Exercise 1 - Translate this sentence from the Magic combos article into Spanish: "Commander Spellbook is a community-driven archive of Magic card combos."
Exercise 2 - Reproduce the Magic combos article word for word, from "Now, before I" up to and including "find budget-friendly combos.".

Source document -

I'm past the midway point of this project and we're running out of Blue combinations to write about! I hope I have you sufficiently hooked by the premise so you'll finish it out for me. If you don't know what the premise is because this is your first sojourn into this series, welcome. I am currently in the midst of writing about the best Commander combos in the wedges and shards. I wanted to call them by their New Capenna names, but that got "Vito'd" so I am stuck calling this "Esper" instead of the more mysterious "Obscura." I got my revenge, though, check the first letter of the first word in every paragraph - I secretly buried the New Capenna names in this article.

Now, before I launch headlong into combosplanation, I want to talk briefly about where I did my research. Commander Spellbook is a community-driven archive of Magic card combos. What started as a project on Discord now has its own website. I used Commander Spellbook to look at the hundreds of Esper combos in their database to see if I could group any into classes. It seemed daunting at first, but the website is easy to use and has lots of filters so you can or-der the combos based on how many cards they take to work, how many steps - you can even sort by price to find budget-friendly combos.

And you can check out the other entries in the series here: Temur, Bant, Sultai, Naya, Jeskai, Grixis.

Rows from a pointing dataset
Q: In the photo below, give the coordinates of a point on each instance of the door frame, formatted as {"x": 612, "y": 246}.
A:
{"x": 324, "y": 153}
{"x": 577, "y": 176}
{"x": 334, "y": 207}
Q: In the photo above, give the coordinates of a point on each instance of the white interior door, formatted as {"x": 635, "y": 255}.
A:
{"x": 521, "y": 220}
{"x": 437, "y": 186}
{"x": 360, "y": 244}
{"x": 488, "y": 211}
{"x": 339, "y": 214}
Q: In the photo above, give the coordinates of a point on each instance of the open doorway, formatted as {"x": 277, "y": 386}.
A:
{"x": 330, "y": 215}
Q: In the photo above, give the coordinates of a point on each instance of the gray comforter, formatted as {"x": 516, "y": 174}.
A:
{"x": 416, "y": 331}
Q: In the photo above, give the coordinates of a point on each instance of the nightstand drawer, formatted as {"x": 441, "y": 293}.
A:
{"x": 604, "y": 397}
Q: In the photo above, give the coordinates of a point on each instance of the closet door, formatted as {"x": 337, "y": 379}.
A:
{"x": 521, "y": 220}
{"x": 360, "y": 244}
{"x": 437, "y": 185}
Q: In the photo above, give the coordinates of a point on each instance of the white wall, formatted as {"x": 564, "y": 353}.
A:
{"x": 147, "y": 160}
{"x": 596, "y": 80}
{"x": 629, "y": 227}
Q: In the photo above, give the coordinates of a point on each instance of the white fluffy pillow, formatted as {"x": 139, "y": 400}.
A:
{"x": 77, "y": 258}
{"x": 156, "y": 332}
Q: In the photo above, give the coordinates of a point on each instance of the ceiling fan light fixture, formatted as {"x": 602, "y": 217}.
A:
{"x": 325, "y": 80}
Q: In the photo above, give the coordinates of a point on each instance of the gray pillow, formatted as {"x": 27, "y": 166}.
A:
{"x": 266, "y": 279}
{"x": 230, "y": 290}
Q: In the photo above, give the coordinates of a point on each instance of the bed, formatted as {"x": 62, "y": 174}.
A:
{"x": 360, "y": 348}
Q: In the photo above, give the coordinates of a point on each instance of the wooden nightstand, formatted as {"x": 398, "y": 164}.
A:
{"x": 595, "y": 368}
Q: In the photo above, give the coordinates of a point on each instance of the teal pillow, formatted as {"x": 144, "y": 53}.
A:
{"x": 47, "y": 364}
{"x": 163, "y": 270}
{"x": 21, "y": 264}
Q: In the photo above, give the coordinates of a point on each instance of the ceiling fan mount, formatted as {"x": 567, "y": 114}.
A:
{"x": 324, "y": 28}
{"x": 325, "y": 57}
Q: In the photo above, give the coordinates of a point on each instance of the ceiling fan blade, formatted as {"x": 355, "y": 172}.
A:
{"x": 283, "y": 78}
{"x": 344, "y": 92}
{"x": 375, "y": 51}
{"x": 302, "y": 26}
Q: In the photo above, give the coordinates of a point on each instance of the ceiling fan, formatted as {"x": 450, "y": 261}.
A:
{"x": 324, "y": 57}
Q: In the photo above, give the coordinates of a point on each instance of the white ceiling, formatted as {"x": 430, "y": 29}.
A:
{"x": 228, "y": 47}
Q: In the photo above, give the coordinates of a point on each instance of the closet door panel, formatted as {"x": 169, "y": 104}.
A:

Worked solution 1 - Commander Spellbook es un archivo de combos de cartas de Magic impulsado por la comunidad.

Worked solution 2 -
Now, before I launch headlong into combosplanation, I want to talk briefly about where I did my research. Commander Spellbook is a community-driven archive of Magic card combos. What started as a project on Discord now has its own website. I used Commander Spellbook to look at the hundreds of Esper combos in their database to see if I could group any into classes. It seemed daunting at first, but the website is easy to use and has lots of filters so you can or-der the combos based on how many cards they take to work, how many steps - you can even sort by price to find budget-friendly combos.